BEGIN Data supplied
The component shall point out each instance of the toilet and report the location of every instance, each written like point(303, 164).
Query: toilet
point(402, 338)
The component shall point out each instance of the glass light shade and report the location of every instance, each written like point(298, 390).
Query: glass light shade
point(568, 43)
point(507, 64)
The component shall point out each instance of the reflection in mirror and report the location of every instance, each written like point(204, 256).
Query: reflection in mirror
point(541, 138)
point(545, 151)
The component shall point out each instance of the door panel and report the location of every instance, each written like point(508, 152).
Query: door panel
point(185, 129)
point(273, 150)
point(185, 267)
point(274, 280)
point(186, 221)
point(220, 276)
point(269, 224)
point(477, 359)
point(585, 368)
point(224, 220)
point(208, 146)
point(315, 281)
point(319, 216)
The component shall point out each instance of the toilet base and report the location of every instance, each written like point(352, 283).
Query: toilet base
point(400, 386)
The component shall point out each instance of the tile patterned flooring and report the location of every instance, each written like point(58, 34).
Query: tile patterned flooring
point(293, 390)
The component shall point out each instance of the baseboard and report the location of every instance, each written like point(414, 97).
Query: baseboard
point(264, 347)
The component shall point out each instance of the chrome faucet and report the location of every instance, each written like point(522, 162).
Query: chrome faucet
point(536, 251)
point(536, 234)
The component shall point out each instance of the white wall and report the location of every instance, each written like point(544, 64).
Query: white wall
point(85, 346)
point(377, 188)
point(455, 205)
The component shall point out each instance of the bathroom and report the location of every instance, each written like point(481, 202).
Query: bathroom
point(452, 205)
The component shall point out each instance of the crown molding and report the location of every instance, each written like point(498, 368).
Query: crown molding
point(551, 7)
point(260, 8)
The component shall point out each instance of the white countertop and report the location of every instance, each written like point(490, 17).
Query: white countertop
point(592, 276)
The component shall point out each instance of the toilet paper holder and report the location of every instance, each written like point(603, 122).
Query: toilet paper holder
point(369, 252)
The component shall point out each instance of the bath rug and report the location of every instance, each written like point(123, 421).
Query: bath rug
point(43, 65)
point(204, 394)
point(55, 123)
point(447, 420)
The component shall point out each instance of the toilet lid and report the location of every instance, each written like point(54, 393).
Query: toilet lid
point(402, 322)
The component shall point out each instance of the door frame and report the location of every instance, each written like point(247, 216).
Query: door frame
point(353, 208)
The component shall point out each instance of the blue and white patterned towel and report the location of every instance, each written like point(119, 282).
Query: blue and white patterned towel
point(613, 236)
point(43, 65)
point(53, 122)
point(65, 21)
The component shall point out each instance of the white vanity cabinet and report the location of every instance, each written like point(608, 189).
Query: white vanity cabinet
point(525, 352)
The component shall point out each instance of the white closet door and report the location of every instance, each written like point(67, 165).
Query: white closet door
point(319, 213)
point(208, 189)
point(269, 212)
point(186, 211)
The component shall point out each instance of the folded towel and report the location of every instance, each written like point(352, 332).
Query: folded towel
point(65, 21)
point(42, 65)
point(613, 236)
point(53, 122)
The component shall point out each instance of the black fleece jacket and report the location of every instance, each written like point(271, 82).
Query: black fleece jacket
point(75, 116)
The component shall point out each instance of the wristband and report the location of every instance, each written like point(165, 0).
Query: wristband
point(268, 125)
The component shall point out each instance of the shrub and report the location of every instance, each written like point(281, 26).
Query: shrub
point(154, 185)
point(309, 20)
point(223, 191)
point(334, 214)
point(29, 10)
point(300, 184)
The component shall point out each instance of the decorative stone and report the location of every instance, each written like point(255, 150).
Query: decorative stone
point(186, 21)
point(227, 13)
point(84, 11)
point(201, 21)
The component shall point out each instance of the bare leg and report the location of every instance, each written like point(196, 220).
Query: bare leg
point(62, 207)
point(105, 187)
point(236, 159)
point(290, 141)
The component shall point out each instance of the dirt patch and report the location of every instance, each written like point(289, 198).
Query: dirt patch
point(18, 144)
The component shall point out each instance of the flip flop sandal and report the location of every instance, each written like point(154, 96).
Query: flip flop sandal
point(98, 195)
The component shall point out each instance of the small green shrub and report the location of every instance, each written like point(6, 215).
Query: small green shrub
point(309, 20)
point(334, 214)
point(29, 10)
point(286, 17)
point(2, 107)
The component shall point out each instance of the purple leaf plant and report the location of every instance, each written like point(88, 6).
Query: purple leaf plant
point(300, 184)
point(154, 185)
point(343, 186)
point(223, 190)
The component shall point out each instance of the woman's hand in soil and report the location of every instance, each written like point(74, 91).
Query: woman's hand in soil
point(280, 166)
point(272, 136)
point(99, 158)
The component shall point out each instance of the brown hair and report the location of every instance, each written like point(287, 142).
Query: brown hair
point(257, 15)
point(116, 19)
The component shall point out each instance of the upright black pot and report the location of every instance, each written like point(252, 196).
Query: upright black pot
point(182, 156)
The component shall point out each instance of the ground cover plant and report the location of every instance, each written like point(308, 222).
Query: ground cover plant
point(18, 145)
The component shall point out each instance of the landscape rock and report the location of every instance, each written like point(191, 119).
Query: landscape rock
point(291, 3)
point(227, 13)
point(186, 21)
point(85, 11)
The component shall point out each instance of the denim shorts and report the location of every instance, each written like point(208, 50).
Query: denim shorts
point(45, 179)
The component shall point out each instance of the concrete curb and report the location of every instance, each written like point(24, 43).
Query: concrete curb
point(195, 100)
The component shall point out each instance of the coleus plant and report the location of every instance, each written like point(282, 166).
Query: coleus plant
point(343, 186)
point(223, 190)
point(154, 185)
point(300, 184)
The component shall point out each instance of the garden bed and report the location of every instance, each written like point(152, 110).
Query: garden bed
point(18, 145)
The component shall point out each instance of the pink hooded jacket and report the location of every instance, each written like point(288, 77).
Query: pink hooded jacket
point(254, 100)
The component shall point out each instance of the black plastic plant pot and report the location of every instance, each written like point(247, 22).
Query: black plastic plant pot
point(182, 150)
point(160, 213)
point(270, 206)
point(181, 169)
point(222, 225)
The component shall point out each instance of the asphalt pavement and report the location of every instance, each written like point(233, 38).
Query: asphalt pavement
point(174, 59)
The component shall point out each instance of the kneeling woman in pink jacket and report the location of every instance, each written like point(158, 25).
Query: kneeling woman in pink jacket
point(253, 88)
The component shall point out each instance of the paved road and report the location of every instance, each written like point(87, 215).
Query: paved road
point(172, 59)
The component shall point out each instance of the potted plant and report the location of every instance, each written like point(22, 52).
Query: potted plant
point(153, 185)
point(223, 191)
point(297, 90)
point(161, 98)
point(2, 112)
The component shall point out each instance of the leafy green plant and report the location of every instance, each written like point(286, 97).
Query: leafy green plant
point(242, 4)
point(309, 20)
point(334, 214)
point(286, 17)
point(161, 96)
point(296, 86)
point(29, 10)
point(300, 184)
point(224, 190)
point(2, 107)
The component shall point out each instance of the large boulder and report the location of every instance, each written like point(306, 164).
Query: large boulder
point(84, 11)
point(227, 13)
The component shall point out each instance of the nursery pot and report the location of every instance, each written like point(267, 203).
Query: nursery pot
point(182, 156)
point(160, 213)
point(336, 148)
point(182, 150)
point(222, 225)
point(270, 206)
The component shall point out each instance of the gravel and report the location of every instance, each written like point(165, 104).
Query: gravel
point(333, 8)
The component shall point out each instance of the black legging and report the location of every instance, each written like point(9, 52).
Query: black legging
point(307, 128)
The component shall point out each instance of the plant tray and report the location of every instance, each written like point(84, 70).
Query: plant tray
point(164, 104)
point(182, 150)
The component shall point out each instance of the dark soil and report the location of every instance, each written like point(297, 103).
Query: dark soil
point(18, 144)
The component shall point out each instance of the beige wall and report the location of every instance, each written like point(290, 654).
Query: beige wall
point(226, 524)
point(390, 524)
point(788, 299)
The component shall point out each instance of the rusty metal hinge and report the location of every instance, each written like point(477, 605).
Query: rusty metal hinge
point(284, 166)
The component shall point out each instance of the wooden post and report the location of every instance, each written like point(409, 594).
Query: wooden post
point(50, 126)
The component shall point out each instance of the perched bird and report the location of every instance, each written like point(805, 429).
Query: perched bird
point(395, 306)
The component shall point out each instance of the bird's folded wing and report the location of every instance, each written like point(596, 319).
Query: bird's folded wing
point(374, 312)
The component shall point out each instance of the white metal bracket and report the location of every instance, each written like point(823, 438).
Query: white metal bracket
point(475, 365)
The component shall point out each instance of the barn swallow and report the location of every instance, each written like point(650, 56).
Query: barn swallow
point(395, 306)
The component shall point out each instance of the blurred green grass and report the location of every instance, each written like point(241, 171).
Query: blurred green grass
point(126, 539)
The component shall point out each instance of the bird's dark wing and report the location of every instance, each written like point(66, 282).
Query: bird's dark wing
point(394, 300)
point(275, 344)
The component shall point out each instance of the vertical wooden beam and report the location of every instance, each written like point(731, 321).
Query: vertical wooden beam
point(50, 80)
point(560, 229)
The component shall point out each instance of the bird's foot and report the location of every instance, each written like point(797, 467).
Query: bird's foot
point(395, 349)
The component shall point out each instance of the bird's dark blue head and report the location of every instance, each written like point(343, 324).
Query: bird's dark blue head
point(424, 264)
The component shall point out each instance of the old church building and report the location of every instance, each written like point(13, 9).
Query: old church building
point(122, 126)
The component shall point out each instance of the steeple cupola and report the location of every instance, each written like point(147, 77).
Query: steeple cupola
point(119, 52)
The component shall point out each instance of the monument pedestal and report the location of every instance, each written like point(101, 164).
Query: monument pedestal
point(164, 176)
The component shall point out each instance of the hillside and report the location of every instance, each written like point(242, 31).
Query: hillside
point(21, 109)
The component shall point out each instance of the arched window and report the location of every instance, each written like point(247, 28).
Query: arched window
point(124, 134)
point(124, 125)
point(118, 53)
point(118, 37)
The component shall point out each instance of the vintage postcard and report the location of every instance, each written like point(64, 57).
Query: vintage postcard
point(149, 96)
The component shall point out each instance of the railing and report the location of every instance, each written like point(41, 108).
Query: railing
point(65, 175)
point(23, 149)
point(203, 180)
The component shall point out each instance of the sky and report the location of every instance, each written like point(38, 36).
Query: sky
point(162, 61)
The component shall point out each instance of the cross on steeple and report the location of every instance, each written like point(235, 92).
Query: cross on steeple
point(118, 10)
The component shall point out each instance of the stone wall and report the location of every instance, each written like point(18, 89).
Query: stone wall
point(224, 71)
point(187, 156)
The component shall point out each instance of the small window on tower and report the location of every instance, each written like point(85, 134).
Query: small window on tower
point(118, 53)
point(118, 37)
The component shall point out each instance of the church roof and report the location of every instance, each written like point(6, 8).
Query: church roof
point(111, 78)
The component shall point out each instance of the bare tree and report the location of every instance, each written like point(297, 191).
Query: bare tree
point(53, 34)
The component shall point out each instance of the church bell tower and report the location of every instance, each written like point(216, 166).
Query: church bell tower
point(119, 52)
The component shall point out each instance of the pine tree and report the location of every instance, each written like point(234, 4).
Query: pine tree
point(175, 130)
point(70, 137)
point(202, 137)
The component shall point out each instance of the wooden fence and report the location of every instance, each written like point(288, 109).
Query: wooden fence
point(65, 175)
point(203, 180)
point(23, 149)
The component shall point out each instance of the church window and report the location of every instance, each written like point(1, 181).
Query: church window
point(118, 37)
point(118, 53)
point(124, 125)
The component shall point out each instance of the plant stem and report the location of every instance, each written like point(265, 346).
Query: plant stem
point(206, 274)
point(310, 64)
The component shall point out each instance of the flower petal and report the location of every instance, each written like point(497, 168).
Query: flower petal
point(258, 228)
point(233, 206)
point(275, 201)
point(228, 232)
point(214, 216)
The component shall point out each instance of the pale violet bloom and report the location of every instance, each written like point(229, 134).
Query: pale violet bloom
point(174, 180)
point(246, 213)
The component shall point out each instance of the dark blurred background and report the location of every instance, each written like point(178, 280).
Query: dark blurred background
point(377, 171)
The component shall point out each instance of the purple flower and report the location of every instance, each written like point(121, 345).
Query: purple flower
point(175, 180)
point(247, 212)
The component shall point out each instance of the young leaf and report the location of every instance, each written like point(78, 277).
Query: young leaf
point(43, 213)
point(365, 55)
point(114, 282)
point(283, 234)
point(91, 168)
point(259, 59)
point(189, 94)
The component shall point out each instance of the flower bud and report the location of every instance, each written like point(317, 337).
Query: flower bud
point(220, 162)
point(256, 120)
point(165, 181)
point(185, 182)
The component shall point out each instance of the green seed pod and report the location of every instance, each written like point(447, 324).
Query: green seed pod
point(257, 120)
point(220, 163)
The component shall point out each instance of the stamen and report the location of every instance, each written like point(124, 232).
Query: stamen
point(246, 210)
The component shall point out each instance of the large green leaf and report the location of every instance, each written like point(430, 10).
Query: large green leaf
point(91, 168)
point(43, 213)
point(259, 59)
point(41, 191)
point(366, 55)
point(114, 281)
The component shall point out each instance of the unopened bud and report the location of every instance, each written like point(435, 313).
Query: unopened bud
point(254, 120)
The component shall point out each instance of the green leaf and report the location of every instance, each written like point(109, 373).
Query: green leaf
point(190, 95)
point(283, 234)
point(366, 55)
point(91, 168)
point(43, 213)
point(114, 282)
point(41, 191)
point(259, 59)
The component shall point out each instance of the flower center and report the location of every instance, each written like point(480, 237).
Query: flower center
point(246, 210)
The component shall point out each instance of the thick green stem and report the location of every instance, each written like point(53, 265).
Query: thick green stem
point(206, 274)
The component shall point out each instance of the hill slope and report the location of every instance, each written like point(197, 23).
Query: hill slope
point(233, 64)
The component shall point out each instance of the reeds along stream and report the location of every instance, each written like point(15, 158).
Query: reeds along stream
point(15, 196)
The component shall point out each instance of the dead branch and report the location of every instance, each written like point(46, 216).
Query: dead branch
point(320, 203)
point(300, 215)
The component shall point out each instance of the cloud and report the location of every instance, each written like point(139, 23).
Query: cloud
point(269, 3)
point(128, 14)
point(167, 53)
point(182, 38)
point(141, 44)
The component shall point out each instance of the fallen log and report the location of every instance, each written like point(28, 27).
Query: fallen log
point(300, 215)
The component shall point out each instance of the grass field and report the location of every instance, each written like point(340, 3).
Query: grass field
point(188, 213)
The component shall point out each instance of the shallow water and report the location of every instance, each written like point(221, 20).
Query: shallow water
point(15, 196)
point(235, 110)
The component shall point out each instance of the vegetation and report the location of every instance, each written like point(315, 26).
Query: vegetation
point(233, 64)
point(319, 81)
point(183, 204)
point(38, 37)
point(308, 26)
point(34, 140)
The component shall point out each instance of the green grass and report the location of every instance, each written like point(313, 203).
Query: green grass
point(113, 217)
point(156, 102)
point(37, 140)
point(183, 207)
END Data supplied
# [Work task]
Reproduce word for word the material above, starting with the line that has "Query: railing" and stopping after the line that has "The component shall point out each instance of the small window".

# [Output of the exercise]
Query: railing
point(65, 175)
point(23, 149)
point(203, 180)
The component shall point out each instance of the sky and report the location of every instance, each written like point(38, 36).
Query: sky
point(162, 61)
The component shall point out each instance of the cross on steeple and report the location of every instance, each written like point(235, 92).
Query: cross on steeple
point(118, 10)
The component shall point out each instance of the stone wall and report the location of every instance, each written like point(18, 89).
Query: stone wall
point(224, 71)
point(187, 156)
The component shall point out each instance of the small window on tower and report the location of every instance, each written like point(85, 134).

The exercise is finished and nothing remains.